Court of Appeals of Kansas.
Oct 25, 2013
311 P.3d 1167 (Kan. Ct. App. 2013)

Opinion

No. 108,797.

2013-10-25

James WOOLDRIDGE, Jr., Appellant, v. STATE of Kansas, Appellee.

Appeal from Wilson District Court; Daniel Dale Creitz, Judge. Steven C. Staker, of Immel, Works & Heim, P.A., for appellant. Jill E. Chard, county attorney, and Derek Schmidt, attorney general, for appellee.


Appeal from Wilson District Court; Daniel Dale Creitz, Judge.
Steven C. Staker, of Immel, Works & Heim, P.A., for appellant. Jill E. Chard, county attorney, and Derek Schmidt, attorney general, for appellee.
Before BUSER, P.J., BRUNS, J., and JAMES L. BURGESS, District Judge Retired, assigned.

MEMORANDUM OPINION


PER CURIAM.

James Wooldridge, Jr., appeals from the district court's denial of his eighth K.S.A. 60–1507 motion. The district court denied the motion as successive and untimely—after giving Wooldridge an opportunity to address the successiveness and untimeliness of his motion—and prohibited Wooldridge from filing another K.S.A. 60–1507 motion without leave of the court. Wooldridge argues that the district court erred in denying his motion, but because Wooldridge failed to provide exceptional circumstances justifying his successive motion and did not adequately explain how consideration of his untimely motion would prevent a manifest injustice, the district court properly denied the motion. Additionally, although it was within the district court's discretion to place restrictions on Wooldridge's future K.S.A. 60–1507 filings, the district court failed to set forth carefully drawn restrictions. Thus, we affirm in part, vacate in part, and remand with directions for the district court to carefully draw reasonable restrictions to be placed on Wooldridge's future court filings.

Facts

In 1983, Wooldridge was convicted of aggravated burglary, aggravated robbery, attempted rape, aggravated battery, aggravated assault, and criminal destruction of property. The Kansas Supreme Court affirmed Wooldridge's convictions in State v. Wooldridge, 237 Kan. 737, 703 P.2d 1375 (1985).

On September 12, 2008, Wooldridge filed the K.S.A. 60–1507 motion that is the subject of this appeal. However, according to an appeal decided by this court in 2006, before filing his current motion, Wooldridge had already filed seven K.S.A. 60–1507 motions and one federal habeas corpus action. See Wooldridge v. State, No. 92,466, 2006 WL 1318804, at *1 (Kan.App.2006) (unpublished opinion).

### EXTRACTED MATERIAL
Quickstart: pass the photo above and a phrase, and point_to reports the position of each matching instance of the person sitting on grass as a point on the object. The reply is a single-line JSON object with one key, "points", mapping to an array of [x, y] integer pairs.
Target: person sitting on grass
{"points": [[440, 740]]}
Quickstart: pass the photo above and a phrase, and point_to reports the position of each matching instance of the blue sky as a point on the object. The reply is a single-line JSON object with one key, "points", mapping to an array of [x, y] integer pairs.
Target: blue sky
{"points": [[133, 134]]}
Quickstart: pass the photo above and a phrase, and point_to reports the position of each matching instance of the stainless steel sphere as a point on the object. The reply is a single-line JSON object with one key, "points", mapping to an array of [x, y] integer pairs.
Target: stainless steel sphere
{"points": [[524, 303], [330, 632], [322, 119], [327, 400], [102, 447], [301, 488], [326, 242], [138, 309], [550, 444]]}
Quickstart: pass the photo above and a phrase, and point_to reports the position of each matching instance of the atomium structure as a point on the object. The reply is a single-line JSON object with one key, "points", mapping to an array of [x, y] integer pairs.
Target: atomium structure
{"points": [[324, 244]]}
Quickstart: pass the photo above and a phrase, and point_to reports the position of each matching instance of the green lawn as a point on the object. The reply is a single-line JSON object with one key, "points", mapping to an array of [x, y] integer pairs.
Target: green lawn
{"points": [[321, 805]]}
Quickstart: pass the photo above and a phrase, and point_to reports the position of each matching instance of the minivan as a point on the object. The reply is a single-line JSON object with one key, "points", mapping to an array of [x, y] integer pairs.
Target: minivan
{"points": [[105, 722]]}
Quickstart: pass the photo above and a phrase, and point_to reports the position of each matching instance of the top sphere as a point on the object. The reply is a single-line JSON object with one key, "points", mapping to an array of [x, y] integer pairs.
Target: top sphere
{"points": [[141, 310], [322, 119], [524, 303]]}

### GIVEN TASK 1
For each statement about the Wooldridge court opinion, answer yes or no and quote the words of the opinion that decide it: (a) The district court denied Wooldridge's motion as successive and untimely. (b) Wooldridge was convicted in 1985. (c) The appeals court affirmed the district court's decision in full.
### GIVEN TASK 2
Please echo the Wooldridge court opinion word for word, between "Court of Appeals" and "of Kansas, Appellee.", inclusive.
The data isn't needed here.

### FULL RESPONSE 1
(a) Yes: "The district court denied the motion as successive and untimely"
(b) No: "In 1983, Wooldridge was convicted of aggravated burglary, aggravated robbery, attempted rape, aggravated battery, aggravated assault, and criminal destruction of property."
(c) No: "Thus, we affirm in part, vacate in part, and remand with directions"

### FULL RESPONSE 2
Court of Appeals of Kansas.
Oct 25, 2013
311 P.3d 1167 (Kan. Ct. App. 2013)

Opinion

No. 108,797.

2013-10-25

James WOOLDRIDGE, Jr., Appellant, v. STATE of Kansas, Appellee.